GEËXTRAHEERDE TEKST:

##############################

In Oost- en West-Vlaanderen werden inventarissen van dergelijke circulaire vormen opgemaakt binnen stadskernen en op het platteland758. Die inventarissen leidden tot het formuleren van hypothetische beschouwingen over circulaire vormen met een diameter van 150 m en meer. Op basis van historische gegevens en naar analogie van onderzochte sites in Nederland werden sommige van deze vormen gelinkt aan gracht-walvluchtburchten die op het einde van de 9de eeuw tegen de Noormannen werden opgericht759. Het is duidelijk dat enkel concreet veldonderzoek enig uitsluitsel kan geven over deze hypothetische interpretatie. Hetzelfde geldt voor het eventuele bestaan van een groep die na de vroege middeleeuwen is ontstaan760.

Tot nu toe werden maar enkele vormen met een diameter van 150 m of meer archeologisch onderzocht. In Alveringem werd een proefopgraving ondernomen in een cirkel met een diameter van ca. 180 m. Het bleek om een gracht-walversterking te gaan die door het ontbreken van archeologisch materiaal niet kan worden gedateerd761.

##############################

GEËXTRAHEERDE GEGEVENS:
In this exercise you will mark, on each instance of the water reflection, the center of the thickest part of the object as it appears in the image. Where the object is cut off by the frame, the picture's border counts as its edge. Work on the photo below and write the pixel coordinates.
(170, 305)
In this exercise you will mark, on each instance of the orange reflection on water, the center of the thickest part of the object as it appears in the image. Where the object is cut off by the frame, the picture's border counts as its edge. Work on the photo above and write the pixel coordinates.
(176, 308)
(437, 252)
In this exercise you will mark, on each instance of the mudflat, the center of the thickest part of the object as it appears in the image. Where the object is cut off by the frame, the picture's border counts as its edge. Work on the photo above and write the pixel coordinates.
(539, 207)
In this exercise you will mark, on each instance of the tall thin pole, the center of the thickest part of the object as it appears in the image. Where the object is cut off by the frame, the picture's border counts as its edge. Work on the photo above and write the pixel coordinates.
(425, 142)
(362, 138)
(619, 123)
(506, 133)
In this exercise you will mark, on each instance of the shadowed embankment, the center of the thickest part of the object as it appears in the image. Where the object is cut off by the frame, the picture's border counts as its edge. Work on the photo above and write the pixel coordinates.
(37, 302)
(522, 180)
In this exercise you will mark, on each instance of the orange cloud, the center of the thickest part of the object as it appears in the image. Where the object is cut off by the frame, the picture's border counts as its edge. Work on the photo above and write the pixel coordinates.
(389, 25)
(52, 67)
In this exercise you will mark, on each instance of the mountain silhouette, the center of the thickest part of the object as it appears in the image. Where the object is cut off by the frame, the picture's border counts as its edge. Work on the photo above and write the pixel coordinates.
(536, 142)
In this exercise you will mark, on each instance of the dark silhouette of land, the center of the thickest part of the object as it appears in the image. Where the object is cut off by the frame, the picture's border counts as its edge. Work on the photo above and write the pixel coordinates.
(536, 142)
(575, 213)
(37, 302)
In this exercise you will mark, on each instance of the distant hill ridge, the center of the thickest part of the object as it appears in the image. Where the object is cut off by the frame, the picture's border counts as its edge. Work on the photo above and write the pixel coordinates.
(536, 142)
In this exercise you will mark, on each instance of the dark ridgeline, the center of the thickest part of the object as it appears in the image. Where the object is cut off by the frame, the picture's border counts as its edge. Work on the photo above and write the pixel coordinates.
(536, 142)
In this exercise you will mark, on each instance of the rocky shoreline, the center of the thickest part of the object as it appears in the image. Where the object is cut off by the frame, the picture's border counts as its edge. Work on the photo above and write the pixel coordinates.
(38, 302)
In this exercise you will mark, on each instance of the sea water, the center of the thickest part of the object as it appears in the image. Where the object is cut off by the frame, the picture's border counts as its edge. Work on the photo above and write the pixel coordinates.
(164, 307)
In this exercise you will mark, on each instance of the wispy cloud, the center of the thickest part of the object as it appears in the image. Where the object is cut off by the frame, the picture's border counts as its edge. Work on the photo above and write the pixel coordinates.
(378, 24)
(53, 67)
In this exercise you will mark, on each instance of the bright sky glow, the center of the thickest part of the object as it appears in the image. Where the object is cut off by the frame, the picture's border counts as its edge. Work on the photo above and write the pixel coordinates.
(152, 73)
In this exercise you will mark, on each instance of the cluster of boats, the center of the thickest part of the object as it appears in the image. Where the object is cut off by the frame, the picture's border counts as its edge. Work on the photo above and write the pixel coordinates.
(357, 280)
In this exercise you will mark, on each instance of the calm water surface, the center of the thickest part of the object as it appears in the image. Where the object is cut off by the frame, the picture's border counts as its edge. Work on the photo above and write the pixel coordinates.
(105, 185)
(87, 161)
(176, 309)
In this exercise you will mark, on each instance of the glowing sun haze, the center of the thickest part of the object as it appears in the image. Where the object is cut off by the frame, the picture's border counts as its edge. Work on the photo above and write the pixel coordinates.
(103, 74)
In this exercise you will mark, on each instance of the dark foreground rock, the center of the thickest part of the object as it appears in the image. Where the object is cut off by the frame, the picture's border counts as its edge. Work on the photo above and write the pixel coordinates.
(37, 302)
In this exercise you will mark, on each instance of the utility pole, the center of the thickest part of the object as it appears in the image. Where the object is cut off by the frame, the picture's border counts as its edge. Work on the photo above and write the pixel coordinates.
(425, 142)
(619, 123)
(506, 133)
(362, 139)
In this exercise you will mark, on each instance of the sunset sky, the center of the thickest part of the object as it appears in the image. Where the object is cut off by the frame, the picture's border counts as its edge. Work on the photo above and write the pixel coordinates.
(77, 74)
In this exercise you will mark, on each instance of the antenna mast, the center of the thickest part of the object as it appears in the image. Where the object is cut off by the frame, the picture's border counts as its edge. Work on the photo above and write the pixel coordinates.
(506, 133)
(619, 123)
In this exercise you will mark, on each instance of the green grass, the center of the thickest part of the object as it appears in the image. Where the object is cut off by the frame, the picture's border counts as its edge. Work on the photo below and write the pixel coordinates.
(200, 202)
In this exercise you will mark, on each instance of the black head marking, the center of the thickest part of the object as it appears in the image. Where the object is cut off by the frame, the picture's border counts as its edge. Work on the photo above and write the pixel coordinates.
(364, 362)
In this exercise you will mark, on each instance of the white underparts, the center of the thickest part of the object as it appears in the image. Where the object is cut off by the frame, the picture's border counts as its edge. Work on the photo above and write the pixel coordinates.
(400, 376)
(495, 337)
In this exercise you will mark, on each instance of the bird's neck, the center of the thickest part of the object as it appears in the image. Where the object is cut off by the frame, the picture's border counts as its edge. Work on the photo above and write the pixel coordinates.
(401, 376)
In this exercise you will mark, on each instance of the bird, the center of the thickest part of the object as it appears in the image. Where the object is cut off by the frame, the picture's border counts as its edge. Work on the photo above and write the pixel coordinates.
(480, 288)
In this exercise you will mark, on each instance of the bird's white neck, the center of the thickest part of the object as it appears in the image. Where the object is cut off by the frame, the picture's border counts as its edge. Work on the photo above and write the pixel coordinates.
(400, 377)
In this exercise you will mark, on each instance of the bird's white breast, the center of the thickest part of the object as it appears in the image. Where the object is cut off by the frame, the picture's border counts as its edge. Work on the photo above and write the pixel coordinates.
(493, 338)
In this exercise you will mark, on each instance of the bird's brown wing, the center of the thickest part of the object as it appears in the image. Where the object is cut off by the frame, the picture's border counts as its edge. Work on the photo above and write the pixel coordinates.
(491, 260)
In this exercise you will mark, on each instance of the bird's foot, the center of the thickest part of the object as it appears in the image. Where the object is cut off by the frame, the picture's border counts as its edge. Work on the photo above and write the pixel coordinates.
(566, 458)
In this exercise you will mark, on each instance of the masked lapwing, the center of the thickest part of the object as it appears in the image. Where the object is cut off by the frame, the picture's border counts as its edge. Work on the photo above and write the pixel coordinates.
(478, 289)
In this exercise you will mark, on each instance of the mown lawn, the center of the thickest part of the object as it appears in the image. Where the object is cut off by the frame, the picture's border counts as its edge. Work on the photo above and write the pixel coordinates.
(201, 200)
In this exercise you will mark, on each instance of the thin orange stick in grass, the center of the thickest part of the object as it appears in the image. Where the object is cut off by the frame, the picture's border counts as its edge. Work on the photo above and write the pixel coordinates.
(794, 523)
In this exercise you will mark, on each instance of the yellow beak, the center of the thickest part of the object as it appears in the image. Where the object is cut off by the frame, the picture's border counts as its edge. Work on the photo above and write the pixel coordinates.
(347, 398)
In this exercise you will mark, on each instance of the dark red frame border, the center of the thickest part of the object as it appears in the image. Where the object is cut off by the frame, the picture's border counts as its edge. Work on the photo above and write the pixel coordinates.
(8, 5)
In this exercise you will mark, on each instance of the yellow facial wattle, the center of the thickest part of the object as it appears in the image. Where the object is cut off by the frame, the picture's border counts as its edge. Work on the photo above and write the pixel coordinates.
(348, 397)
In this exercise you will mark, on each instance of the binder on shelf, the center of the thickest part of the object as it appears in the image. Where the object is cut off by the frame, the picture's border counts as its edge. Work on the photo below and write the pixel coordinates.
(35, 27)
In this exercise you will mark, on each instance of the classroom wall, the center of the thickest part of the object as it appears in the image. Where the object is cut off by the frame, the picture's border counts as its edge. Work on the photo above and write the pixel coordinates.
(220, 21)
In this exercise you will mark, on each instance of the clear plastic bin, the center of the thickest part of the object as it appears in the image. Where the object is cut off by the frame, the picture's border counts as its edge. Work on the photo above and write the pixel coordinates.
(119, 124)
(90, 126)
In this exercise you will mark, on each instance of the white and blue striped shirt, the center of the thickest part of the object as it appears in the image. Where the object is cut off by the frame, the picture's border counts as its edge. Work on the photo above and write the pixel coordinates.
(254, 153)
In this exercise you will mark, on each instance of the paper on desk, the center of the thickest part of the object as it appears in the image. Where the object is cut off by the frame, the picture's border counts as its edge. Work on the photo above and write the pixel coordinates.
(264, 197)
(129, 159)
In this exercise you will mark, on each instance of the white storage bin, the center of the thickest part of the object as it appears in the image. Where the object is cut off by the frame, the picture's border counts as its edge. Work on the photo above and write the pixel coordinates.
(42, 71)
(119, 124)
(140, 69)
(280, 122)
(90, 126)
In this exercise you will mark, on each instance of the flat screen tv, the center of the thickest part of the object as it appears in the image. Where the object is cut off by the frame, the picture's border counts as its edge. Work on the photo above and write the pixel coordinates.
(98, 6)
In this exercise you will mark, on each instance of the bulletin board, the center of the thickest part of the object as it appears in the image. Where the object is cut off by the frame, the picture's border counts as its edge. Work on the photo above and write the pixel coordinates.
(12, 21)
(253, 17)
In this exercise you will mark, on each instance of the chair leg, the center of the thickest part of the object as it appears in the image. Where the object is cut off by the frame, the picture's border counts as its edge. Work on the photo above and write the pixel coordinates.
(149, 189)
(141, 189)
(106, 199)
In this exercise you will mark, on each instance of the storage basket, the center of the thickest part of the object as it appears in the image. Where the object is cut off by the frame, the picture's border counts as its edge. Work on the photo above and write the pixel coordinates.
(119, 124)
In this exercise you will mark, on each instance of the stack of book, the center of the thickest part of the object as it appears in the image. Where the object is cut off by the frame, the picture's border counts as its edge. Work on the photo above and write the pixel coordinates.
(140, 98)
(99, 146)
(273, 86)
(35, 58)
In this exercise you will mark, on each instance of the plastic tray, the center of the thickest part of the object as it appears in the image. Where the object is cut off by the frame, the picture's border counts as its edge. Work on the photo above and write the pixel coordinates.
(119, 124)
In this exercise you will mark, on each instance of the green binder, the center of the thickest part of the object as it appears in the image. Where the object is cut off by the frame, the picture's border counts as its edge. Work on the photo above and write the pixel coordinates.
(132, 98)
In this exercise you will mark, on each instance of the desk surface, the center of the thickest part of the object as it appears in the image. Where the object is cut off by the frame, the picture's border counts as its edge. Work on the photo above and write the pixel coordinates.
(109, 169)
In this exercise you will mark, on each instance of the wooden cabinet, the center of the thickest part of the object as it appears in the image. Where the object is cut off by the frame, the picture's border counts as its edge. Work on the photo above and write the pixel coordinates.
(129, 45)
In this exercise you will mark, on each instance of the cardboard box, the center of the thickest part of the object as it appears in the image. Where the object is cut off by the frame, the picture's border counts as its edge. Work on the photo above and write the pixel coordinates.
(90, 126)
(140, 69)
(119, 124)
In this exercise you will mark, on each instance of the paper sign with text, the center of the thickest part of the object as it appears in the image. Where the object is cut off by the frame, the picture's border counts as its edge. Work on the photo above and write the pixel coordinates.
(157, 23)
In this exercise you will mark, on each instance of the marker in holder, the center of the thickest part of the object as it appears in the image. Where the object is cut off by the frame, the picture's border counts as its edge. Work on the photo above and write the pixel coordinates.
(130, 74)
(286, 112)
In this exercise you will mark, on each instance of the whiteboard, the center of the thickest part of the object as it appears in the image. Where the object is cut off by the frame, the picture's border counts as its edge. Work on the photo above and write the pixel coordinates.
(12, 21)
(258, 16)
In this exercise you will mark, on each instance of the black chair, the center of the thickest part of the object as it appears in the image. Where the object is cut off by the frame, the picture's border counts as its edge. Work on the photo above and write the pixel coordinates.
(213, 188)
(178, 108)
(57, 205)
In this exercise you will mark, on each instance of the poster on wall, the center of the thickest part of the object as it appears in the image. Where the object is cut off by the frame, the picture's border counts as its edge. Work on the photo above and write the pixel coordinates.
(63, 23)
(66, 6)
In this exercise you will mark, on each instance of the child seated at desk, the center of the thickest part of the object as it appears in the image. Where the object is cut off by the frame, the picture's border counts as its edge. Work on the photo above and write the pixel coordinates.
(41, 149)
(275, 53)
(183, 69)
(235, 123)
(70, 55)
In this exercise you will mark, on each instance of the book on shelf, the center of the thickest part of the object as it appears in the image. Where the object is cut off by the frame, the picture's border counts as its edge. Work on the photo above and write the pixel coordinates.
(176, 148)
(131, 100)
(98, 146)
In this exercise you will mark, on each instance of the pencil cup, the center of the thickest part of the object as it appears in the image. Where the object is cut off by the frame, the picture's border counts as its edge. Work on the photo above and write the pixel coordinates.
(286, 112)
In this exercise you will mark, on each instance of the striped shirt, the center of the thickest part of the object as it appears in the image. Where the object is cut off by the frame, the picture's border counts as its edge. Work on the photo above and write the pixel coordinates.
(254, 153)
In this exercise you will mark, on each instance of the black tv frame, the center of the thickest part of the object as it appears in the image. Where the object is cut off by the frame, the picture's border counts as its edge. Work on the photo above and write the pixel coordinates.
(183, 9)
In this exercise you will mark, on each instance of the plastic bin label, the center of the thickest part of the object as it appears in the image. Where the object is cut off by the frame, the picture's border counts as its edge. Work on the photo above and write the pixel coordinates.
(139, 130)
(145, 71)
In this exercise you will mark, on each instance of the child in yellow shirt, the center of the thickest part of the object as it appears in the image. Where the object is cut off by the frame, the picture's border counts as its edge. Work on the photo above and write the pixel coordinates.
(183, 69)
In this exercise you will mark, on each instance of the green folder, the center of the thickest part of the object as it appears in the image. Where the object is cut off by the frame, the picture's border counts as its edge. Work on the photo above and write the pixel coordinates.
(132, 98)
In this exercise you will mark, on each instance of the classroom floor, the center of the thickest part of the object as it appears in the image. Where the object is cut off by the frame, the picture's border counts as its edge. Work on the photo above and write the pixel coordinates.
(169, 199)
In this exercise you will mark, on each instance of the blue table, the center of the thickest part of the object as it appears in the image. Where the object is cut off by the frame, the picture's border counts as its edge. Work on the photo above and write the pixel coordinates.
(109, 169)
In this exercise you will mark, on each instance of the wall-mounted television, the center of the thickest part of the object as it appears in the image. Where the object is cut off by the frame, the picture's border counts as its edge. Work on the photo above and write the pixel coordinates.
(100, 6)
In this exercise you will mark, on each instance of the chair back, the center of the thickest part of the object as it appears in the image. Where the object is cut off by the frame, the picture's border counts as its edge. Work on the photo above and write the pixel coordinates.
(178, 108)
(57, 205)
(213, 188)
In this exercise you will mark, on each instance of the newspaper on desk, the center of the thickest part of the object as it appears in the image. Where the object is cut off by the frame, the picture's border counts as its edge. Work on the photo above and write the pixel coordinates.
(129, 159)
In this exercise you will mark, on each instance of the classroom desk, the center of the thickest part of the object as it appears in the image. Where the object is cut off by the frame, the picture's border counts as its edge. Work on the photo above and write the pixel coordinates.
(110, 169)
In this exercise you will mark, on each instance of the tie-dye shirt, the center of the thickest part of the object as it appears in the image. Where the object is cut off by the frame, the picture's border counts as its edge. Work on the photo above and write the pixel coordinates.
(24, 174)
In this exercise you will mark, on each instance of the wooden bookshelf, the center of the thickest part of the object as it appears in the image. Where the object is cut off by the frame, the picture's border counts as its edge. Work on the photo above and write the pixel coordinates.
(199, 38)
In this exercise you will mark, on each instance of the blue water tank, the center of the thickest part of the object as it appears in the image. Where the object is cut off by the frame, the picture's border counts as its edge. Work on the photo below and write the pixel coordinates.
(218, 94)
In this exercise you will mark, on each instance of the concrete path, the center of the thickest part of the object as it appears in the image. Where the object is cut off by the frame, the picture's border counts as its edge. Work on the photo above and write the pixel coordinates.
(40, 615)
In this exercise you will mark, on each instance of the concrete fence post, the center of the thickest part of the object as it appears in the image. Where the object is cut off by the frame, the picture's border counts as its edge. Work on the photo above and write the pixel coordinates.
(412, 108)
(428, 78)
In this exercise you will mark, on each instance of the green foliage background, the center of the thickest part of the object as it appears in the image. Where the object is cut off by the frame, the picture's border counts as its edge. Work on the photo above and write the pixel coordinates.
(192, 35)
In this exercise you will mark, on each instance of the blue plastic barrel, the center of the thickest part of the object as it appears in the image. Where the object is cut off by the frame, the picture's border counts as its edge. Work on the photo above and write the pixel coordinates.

##############################

OPGAVE 1: Zet de zin "Tot nu toe werden maar enkele vormen met een diameter van 150 m of meer archeologisch onderzocht." uit de tekst over circulaire vormen om naar het Engels.
OPGAVE 2: Herhaal letterlijk het stuk uit de tekst over circulaire vormen dat begint met de woorden "In Oost- en" en doorloopt tot en met de woorden "middeleeuwen is ontstaan760.".

UITWERKING 1: So far, only a few forms with a diameter of 150 m or more have been investigated archaeologically.

UITWERKING 2:
In Oost- en West-Vlaanderen werden inventarissen van dergelijke circulaire vormen opgemaakt binnen stadskernen en op het platteland758. Die inventarissen leidden tot het formuleren van hypothetische beschouwingen over circulaire vormen met een diameter van 150 m en meer. Op basis van historische gegevens en naar analogie van onderzochte sites in Nederland werden sommige van deze vormen gelinkt aan gracht-walvluchtburchten die op het einde van de 9de eeuw tegen de Noormannen werden opgericht759. Het is duidelijk dat enkel concreet veldonderzoek enig uitsluitsel kan geven over deze hypothetische interpretatie. Hetzelfde geldt voor het eventuele bestaan van een groep die na de vroege middeleeuwen is ontstaan760.